:: Podany tekst ::
Autor Wątek: Dofinansowanie ze strony miasta/gminy.  (Przeczytany 12464 razy)

Offline Mężczyzna yoshko

  • Administrator
  • Kto smaruje ten jedzie.
  • Wiadomości: 15533
  • Miasto: Strzelce Opolskie - Biała Podlaska
  • Na forum od: 11.06.2009
    • Blog Yoshkowy
Dlaczego nie było takiego najazdu na Pana Macieja?


Każda gmina i miasto w Polsce, ma tak zwaną Komisje Rozwiązywania Problemów Alkoholowych (istnieją oczywiście inne nazwy). Prezydent Miasta wyznacza Pełnomocnika do Spraw Uzależnień i to jest osoba, do której trzeba się udać po info, jeżeli w necie nic nie ma.

Komisja co roku dostaje fundusze na walkę z wrogiem. Spora część idzie na detoksy i inne takie. Ale jest tam zapis, że można wspierać różne inicjatywy propagujące zdrowy tryb życia (czyli według komisji bez alkoholu).

:: Wyodrębnione dane ::
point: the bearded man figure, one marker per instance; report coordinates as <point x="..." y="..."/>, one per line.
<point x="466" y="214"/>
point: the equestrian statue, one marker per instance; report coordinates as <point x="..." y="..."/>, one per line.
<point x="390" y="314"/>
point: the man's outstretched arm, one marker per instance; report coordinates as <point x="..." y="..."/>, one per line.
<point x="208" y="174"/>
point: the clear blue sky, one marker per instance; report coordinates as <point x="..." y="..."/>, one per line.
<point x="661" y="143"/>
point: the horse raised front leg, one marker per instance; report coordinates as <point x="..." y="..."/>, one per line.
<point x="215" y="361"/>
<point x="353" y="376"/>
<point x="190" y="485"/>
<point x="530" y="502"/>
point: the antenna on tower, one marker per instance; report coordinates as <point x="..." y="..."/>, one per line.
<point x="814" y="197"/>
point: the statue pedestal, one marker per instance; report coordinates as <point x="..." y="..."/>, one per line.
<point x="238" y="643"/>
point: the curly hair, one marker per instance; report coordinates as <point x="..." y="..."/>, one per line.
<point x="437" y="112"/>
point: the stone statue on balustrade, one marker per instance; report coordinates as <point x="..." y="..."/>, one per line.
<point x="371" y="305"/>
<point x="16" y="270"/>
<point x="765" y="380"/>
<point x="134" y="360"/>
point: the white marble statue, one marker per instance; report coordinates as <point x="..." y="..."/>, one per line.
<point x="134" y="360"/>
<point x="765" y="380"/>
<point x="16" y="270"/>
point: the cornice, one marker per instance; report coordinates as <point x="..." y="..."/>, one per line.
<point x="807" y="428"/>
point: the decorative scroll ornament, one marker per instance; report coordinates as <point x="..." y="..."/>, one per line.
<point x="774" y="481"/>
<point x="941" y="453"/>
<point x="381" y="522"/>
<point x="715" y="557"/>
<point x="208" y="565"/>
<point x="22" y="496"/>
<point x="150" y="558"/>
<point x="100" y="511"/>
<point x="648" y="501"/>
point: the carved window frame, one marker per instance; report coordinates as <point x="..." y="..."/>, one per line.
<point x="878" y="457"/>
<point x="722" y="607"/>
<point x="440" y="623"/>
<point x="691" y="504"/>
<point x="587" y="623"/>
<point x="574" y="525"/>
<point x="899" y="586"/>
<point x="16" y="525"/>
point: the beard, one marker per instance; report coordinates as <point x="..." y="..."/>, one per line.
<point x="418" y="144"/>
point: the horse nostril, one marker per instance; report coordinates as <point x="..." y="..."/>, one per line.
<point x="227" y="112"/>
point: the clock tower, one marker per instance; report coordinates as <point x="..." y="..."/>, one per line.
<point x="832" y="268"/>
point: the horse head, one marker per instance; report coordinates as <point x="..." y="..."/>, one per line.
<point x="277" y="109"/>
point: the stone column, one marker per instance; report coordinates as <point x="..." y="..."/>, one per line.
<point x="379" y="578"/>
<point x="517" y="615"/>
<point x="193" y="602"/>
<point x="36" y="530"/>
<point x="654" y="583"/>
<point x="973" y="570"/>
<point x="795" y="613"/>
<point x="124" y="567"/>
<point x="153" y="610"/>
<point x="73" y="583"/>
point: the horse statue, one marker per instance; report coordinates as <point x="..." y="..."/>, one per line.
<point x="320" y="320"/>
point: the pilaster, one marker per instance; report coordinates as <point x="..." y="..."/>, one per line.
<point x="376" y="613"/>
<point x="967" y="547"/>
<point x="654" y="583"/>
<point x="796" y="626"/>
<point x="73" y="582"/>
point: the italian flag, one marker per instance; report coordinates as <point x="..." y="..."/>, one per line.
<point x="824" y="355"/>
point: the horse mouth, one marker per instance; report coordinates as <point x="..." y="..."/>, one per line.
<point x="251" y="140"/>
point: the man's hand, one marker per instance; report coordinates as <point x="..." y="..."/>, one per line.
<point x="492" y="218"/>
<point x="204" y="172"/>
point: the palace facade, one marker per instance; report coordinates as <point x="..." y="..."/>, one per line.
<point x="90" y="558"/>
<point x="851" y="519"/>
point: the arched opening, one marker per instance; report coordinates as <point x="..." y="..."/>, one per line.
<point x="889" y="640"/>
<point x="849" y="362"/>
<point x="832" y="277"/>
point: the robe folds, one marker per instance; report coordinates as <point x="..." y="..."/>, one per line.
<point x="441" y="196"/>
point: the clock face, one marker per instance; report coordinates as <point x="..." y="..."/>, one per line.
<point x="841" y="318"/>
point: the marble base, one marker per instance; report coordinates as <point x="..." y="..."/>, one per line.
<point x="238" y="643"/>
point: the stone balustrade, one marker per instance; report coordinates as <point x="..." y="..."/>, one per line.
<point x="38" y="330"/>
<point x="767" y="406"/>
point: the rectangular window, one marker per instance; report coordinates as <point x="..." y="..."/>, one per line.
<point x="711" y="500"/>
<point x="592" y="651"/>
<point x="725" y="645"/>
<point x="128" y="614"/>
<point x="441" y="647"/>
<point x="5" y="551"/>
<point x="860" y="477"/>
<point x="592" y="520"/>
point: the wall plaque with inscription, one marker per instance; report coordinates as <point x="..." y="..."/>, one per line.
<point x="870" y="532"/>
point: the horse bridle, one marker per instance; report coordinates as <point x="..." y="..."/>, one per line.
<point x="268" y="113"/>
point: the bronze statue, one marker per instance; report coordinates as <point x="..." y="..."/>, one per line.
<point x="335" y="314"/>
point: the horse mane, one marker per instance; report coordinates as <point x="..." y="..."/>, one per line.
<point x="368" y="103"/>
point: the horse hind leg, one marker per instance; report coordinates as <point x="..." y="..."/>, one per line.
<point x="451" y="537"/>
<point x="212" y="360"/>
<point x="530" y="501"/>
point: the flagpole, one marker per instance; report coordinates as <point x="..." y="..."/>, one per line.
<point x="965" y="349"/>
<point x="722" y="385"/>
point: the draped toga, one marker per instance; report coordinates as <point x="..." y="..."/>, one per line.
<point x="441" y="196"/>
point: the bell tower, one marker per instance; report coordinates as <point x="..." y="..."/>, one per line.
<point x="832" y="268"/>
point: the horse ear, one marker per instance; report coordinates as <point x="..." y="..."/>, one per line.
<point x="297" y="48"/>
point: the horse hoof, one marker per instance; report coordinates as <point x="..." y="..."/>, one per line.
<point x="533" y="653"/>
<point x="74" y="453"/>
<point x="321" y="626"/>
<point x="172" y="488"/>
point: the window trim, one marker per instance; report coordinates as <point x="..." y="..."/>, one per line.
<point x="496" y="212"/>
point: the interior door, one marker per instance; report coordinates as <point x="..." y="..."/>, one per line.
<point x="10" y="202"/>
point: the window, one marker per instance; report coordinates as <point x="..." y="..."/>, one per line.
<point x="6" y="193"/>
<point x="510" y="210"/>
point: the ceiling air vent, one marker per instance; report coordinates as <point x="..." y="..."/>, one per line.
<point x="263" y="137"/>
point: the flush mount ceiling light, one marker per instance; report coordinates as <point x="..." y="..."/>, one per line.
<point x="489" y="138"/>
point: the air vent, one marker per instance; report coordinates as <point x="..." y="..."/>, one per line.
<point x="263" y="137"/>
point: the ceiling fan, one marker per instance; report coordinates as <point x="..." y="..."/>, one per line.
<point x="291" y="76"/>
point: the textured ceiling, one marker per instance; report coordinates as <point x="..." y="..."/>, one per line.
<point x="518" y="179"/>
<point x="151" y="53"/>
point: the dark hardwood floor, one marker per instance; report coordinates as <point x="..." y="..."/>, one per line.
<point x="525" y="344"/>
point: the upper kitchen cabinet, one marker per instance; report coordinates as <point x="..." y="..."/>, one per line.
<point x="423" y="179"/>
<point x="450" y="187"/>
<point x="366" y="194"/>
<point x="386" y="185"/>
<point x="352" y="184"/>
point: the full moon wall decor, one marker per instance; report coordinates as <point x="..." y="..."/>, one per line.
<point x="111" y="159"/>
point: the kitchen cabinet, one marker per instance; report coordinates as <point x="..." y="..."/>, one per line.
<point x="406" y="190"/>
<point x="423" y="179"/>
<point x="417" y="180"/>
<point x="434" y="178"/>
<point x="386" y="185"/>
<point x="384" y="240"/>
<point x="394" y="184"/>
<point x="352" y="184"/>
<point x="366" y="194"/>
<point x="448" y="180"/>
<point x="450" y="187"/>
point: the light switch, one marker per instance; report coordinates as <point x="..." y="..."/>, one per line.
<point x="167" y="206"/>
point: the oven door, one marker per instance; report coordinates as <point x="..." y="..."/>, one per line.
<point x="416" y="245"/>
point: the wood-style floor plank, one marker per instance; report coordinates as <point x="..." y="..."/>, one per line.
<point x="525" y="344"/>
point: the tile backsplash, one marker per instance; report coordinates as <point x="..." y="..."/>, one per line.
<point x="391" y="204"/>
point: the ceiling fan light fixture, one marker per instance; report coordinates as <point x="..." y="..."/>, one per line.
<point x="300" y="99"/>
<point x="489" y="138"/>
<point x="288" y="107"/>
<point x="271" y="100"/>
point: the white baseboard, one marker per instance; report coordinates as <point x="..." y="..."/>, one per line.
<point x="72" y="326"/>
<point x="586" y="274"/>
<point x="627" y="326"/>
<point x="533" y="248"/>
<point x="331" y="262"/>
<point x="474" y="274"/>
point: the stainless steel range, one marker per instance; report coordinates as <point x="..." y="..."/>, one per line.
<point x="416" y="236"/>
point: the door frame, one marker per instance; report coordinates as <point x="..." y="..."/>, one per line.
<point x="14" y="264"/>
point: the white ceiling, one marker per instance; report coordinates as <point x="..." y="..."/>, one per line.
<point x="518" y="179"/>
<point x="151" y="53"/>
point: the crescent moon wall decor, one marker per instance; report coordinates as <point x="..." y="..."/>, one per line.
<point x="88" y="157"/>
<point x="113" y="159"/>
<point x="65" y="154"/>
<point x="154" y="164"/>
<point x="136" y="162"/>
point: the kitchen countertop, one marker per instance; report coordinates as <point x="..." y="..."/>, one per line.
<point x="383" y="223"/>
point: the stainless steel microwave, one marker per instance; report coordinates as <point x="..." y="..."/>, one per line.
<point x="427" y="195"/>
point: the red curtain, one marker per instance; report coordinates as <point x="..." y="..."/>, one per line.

:: Wykonaj zadania ::
A - Kogo według wpisu o dofinansowaniu z gminy wyznacza Prezydent Miasta?
B - Zmień nazwę „Prezydent Miasta” na „Burmistrz” we fragmencie wpisu o dofinansowaniu z gminy, od „Offline Mężczyzna yoshko” aż po „nic nie ma.”, i wypisz cały ten fragment.
C - Kontynuuj wpis o dofinansowaniu z gminy od miejsca, w którym się kończy.

:: Wyniki ćwiczenia ::
A - Pełnomocnika do Spraw Uzależnień.

B -
Offline Mężczyzna yoshko

  • Administrator
  • Kto smaruje ten jedzie.
  • Wiadomości: 15533
  • Miasto: Strzelce Opolskie - Biała Podlaska
  • Na forum od: 11.06.2009
    • Blog Yoshkowy
Dlaczego nie było takiego najazdu na Pana Macieja?


Każda gmina i miasto w Polsce, ma tak zwaną Komisje Rozwiązywania Problemów Alkoholowych (istnieją oczywiście inne nazwy). Burmistrz wyznacza Pełnomocnika do Spraw Uzależnień i to jest osoba, do której trzeba się udać po info, jeżeli w necie nic nie ma.

C -
Więc najłatwiej mają uczniowie w szkołach. Komisja może dać $$ na szkolny rajd lub zawody. Można też uzyskać $$ na sprzęt, jeżeli jest to jakiś klub lub zastęp ZHP/ZHR
Dla osób poza szkolnym obiegiem.
Można się ubiegać o sfinansowanie imprezy o tematyce antyalkoholowej (Rajd, Biegi, Zlot, itd) lub założyć stowarzyszenie (nie musi być KRS).
Żeby nie wtopić na początku, warto coś zorganizować przed złożeniem wniosku i to nagłośnić. Wystarczą lokalne media. Wniosek ma taką rubrykę "Co już zrobiłeś" więc wtedy wpisuje się, że na przykład 5 rajdów, 120 uczestników itd itp. załącza się wycinki z prasy itd.
« Ostatnia zmiana: 2 Lut 2012, 14:54 yoshko »

Offline Mężczyzna transatlantyk

  • Moderator Globalny
  • GM 2420
  • Wiadomości: 7934
  • Miasto: Annopol
  • Na forum od: 21.11.2007
    • Rowerem przed siebie.
Podoba mi się bardzo. Coś zrobić celowego i przemyślanego, w zgodzie z ideą funduszu i wystąpić o dofinansowanie na dalsze coś zrobić. To dlatego nie było najazdu.


Offline Dream Maker

  • Wiadomości: 2854
  • Miasto: Baile Uí Mhatháin
  • Na forum od: 11.06.2011
Przepraszam Borafa i Cinka za użycie ich słów w moim poście.
Co do Wiewiórki - zdania jednak nie zmieniłem.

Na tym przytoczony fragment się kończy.